:: Directions ::
Show every line from the data below that includes "positive".

:: Working data ::
☆ ☆ ☆ ☆
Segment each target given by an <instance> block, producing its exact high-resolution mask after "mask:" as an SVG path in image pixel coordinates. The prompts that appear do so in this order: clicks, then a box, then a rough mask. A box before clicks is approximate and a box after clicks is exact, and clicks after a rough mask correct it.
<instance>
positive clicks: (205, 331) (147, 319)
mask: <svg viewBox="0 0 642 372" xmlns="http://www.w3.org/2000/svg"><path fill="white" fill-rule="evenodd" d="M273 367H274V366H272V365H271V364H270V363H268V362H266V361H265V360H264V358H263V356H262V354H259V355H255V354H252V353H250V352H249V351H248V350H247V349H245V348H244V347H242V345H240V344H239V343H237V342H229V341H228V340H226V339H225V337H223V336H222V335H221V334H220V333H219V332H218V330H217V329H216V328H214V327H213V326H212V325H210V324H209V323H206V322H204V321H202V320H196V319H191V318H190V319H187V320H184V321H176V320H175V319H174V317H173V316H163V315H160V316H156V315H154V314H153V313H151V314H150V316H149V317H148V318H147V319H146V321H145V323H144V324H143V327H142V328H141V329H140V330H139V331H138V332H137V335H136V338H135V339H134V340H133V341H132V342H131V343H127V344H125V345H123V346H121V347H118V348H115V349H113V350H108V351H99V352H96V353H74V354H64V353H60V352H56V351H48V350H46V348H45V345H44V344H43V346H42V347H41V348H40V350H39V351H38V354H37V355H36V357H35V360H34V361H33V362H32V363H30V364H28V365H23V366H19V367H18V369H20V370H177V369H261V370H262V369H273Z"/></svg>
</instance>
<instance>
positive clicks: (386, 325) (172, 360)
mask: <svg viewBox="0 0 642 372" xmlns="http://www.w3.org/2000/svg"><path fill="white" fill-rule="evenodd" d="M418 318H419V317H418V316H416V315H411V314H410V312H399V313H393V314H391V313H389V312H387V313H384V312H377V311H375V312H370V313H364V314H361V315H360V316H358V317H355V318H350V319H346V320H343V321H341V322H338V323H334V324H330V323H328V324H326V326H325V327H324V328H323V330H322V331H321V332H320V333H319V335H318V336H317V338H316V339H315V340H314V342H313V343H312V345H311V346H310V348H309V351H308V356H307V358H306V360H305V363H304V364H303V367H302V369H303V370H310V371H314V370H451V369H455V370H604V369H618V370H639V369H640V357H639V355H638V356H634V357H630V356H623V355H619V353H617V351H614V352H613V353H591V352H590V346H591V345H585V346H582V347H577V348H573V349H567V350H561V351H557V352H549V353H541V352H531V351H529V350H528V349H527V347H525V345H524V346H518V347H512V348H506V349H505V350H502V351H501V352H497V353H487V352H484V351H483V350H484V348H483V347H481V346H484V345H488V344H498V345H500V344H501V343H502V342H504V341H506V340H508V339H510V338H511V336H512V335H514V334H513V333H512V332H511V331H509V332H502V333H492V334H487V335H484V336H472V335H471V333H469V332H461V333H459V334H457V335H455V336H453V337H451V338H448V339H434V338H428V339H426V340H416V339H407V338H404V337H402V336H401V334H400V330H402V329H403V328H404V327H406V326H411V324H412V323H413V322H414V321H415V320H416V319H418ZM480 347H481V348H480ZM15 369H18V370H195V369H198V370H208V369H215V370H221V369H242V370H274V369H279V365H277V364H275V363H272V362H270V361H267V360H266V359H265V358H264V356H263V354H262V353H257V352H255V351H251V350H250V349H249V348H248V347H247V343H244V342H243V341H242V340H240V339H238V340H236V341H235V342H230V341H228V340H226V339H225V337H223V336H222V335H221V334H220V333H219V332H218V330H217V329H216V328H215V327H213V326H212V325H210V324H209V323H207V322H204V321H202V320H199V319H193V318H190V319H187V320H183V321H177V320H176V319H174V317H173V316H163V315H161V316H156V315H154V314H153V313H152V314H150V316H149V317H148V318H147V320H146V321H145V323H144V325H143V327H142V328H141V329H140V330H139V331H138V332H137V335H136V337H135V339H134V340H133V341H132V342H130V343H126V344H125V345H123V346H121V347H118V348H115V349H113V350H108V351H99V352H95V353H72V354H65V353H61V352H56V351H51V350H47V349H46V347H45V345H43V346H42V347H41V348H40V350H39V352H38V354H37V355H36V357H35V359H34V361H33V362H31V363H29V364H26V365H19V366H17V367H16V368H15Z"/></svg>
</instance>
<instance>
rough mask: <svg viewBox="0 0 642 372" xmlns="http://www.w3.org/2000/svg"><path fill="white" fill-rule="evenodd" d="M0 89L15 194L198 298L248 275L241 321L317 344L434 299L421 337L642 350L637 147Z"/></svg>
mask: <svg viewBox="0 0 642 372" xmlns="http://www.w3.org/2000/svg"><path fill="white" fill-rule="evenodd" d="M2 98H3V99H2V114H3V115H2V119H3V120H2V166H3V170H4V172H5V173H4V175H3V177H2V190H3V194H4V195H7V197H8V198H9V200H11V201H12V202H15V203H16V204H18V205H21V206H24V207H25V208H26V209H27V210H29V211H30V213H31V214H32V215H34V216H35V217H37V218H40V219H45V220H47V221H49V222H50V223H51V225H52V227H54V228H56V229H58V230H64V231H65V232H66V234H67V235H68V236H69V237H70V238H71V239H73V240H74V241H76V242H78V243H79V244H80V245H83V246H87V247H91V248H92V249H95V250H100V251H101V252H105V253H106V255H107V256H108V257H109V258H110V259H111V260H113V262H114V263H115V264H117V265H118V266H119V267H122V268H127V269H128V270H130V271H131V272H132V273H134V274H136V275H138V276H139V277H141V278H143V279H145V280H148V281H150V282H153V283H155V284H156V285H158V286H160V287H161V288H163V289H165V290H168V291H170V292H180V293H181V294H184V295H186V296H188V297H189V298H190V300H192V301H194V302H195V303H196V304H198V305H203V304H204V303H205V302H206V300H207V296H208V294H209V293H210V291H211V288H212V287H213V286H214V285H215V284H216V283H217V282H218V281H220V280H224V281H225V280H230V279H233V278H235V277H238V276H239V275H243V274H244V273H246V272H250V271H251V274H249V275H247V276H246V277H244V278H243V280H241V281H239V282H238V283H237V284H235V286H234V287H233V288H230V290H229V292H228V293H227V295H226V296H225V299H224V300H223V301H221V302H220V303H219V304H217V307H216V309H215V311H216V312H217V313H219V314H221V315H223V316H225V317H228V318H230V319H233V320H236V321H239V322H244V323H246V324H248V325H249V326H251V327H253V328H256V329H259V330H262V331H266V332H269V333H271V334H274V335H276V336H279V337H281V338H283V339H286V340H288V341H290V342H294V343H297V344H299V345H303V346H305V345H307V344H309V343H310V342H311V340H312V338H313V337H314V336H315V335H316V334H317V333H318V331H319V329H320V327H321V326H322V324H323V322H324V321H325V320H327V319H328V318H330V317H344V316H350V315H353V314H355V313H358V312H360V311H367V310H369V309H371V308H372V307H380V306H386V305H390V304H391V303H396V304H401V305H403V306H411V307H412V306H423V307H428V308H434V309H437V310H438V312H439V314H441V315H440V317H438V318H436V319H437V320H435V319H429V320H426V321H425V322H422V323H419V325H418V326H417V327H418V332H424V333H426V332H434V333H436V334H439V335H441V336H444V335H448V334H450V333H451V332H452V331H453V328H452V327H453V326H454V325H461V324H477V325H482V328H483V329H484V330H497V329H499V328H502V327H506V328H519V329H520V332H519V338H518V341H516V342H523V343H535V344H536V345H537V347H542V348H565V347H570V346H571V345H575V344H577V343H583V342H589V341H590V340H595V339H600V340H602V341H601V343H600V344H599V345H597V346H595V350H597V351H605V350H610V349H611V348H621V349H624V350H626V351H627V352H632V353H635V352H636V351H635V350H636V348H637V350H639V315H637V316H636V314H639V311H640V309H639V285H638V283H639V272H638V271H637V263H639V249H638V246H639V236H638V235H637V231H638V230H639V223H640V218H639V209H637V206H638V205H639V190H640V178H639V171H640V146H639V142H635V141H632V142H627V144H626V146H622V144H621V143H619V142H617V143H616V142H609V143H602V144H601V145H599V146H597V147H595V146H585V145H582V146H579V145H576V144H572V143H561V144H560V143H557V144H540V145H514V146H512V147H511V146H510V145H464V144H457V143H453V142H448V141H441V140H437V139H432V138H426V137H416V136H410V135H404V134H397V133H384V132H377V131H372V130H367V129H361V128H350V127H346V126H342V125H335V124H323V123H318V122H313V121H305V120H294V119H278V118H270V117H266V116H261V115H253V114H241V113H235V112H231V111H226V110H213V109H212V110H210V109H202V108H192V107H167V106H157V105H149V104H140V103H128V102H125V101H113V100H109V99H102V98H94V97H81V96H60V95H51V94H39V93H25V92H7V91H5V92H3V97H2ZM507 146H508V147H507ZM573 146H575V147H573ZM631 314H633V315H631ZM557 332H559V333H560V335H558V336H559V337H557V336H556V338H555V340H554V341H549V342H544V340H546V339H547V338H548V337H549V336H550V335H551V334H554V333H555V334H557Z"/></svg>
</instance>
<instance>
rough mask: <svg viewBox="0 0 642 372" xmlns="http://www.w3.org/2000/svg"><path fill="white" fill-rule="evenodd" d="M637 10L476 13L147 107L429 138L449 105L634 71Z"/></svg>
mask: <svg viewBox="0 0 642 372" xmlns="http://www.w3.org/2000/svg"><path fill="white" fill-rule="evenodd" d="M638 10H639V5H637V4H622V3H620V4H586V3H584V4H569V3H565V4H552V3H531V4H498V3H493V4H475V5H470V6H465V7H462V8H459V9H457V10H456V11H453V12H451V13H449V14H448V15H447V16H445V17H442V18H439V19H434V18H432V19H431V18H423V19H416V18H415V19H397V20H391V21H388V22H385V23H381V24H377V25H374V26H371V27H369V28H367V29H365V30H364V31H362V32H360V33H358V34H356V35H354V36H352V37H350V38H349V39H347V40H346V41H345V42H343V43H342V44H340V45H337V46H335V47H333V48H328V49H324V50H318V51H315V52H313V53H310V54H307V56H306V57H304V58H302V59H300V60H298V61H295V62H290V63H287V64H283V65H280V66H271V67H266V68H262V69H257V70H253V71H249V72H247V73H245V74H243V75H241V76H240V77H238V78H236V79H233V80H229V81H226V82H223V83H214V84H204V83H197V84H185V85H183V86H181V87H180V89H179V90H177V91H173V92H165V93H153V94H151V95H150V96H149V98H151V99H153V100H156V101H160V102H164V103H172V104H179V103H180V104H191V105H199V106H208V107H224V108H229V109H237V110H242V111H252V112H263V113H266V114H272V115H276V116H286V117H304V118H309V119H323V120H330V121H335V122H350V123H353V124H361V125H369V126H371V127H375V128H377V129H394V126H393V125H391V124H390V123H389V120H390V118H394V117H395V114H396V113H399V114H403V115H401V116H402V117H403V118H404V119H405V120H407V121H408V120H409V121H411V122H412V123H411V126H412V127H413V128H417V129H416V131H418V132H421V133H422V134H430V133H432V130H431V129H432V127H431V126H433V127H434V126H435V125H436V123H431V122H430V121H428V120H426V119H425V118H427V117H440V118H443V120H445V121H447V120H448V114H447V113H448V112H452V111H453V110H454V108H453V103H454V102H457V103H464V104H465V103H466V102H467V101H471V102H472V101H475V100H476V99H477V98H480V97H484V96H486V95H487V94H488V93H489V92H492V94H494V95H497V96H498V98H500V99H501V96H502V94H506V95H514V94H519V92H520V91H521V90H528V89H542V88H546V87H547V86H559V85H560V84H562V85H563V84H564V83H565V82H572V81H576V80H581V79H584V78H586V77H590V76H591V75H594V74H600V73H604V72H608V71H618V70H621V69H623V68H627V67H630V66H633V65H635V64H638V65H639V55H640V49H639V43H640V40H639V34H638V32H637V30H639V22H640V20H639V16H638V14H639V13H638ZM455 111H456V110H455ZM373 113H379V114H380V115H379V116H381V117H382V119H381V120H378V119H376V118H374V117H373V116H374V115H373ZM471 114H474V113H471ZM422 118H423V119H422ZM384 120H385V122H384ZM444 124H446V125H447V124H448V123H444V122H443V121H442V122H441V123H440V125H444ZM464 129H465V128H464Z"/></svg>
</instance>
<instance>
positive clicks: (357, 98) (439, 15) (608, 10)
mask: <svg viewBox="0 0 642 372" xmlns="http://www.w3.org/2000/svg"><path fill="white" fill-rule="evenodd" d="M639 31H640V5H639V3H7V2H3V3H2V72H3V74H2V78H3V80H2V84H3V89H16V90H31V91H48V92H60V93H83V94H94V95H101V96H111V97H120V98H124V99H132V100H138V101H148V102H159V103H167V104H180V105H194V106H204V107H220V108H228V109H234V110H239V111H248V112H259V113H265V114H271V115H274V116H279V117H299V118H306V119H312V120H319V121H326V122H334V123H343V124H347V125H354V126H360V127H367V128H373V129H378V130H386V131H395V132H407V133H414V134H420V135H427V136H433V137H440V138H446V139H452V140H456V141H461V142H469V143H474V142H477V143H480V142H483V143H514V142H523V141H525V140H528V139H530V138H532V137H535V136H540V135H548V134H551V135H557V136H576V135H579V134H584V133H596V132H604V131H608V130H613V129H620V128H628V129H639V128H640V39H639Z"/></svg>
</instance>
☆ ☆ ☆ ☆
:: Task output ::
positive clicks: (205, 331) (147, 319)
positive clicks: (386, 325) (172, 360)
positive clicks: (357, 98) (439, 15) (608, 10)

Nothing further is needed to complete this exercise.